Rewrite the data below, swapping every "sample" for "example" and leaving everything else as it is.

== Provided information

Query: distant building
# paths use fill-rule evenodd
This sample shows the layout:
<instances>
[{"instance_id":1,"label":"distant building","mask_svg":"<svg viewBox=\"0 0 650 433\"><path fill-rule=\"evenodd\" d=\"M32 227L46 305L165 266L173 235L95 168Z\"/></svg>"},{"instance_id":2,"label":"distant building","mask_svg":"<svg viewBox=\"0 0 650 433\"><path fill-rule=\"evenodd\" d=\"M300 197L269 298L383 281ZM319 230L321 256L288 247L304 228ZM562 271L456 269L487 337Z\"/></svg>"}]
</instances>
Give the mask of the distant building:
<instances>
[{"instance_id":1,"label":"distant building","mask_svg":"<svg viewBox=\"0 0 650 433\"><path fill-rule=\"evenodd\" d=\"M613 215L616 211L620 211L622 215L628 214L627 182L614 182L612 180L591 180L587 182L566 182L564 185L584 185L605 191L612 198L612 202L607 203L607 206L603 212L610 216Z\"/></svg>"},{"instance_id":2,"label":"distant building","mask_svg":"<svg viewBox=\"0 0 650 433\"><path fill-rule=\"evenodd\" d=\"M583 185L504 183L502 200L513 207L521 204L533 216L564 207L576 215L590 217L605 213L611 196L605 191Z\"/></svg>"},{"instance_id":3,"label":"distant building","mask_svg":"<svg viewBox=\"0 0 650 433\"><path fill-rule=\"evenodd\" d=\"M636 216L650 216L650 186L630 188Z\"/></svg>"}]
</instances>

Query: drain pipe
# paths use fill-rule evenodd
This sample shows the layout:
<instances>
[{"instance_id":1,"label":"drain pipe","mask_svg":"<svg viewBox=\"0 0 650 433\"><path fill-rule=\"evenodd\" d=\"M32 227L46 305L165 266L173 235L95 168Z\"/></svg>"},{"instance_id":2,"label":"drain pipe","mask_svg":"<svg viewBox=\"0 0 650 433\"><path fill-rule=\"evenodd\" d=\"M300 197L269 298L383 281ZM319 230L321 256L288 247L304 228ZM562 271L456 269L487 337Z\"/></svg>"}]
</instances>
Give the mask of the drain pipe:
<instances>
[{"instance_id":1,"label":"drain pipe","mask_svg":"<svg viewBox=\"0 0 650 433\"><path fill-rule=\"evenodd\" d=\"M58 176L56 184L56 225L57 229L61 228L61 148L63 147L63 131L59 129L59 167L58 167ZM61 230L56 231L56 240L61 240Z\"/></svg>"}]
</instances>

====

▸ **Full answer**:
Query: distant building
# paths use fill-rule evenodd
This example shows the layout:
<instances>
[{"instance_id":1,"label":"distant building","mask_svg":"<svg viewBox=\"0 0 650 433\"><path fill-rule=\"evenodd\" d=\"M32 227L46 305L165 266L173 235L95 168Z\"/></svg>"},{"instance_id":2,"label":"distant building","mask_svg":"<svg viewBox=\"0 0 650 433\"><path fill-rule=\"evenodd\" d=\"M300 197L269 298L383 281ZM319 230L321 256L288 247L304 228ZM562 271L456 269L487 337Z\"/></svg>"}]
</instances>
Give the mask of the distant building:
<instances>
[{"instance_id":1,"label":"distant building","mask_svg":"<svg viewBox=\"0 0 650 433\"><path fill-rule=\"evenodd\" d=\"M613 215L616 211L620 211L622 215L628 214L627 182L614 182L612 180L591 180L587 182L566 182L564 185L584 185L605 191L612 198L612 202L607 203L607 206L603 212L610 216Z\"/></svg>"},{"instance_id":2,"label":"distant building","mask_svg":"<svg viewBox=\"0 0 650 433\"><path fill-rule=\"evenodd\" d=\"M583 185L504 183L502 200L513 207L521 204L533 216L564 207L576 215L590 217L605 213L611 196L605 191Z\"/></svg>"},{"instance_id":3,"label":"distant building","mask_svg":"<svg viewBox=\"0 0 650 433\"><path fill-rule=\"evenodd\" d=\"M636 216L650 216L650 186L630 188Z\"/></svg>"}]
</instances>

Query: drain pipe
# paths use fill-rule evenodd
This example shows the layout:
<instances>
[{"instance_id":1,"label":"drain pipe","mask_svg":"<svg viewBox=\"0 0 650 433\"><path fill-rule=\"evenodd\" d=\"M32 227L46 305L165 266L173 235L95 168Z\"/></svg>"},{"instance_id":2,"label":"drain pipe","mask_svg":"<svg viewBox=\"0 0 650 433\"><path fill-rule=\"evenodd\" d=\"M300 197L269 298L383 281ZM319 230L321 256L288 247L304 228ZM562 271L456 269L487 337Z\"/></svg>"}]
</instances>
Give the mask of the drain pipe:
<instances>
[{"instance_id":1,"label":"drain pipe","mask_svg":"<svg viewBox=\"0 0 650 433\"><path fill-rule=\"evenodd\" d=\"M58 176L56 184L56 225L57 229L61 228L61 148L63 147L63 131L59 129L59 167L58 167ZM61 230L56 231L56 240L61 240Z\"/></svg>"}]
</instances>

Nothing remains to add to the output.